## [Task prompt]
Count the lines in the data below that contain the string "segment", treating uppercase and lowercase as distinct, and reply with the number alone.
>> BEGIN Provided records
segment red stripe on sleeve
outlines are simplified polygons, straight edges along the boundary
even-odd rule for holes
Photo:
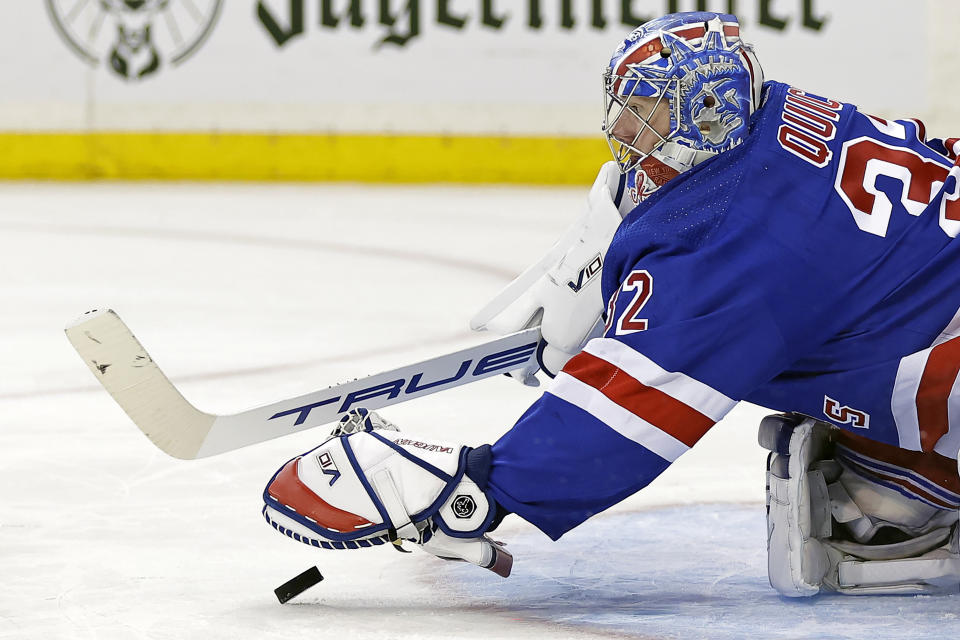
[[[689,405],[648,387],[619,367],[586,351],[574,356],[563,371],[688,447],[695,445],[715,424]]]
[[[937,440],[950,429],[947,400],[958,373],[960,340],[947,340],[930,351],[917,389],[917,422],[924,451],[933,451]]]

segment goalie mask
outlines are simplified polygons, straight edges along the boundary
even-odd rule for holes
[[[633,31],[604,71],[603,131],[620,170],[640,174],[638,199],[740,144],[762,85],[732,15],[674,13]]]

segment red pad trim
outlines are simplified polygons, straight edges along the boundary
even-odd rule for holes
>> END Provided records
>> BEGIN Provided records
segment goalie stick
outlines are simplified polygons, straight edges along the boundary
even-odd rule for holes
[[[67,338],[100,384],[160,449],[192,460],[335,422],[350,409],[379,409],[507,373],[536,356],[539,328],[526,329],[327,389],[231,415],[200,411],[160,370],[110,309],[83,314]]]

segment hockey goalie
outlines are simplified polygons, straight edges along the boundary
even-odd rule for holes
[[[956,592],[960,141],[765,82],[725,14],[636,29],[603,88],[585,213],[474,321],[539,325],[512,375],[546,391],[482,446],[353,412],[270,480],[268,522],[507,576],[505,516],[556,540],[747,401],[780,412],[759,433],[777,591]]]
>> END Provided records
>> BEGIN Provided records
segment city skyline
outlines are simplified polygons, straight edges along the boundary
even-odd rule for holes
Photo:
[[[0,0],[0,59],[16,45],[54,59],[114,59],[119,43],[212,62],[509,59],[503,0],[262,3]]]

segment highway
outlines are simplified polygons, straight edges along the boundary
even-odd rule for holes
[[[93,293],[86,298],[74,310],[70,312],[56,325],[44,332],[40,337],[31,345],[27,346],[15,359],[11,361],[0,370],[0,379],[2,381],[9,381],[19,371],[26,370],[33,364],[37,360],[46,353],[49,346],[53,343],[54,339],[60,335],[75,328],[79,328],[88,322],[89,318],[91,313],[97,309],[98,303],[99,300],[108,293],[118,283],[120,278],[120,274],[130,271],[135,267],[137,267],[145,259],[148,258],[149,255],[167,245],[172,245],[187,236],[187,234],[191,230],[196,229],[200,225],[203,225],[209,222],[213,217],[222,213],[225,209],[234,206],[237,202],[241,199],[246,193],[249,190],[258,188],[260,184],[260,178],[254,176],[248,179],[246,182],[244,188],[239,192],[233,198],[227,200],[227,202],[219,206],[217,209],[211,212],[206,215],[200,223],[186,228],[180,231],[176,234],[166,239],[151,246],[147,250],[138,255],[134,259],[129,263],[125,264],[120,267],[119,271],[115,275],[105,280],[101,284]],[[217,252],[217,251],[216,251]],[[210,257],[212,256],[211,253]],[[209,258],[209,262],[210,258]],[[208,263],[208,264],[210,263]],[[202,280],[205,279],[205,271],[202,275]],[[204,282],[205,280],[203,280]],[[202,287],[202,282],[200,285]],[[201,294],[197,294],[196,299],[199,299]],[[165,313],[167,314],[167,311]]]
>> END Provided records
## [Correct response]
7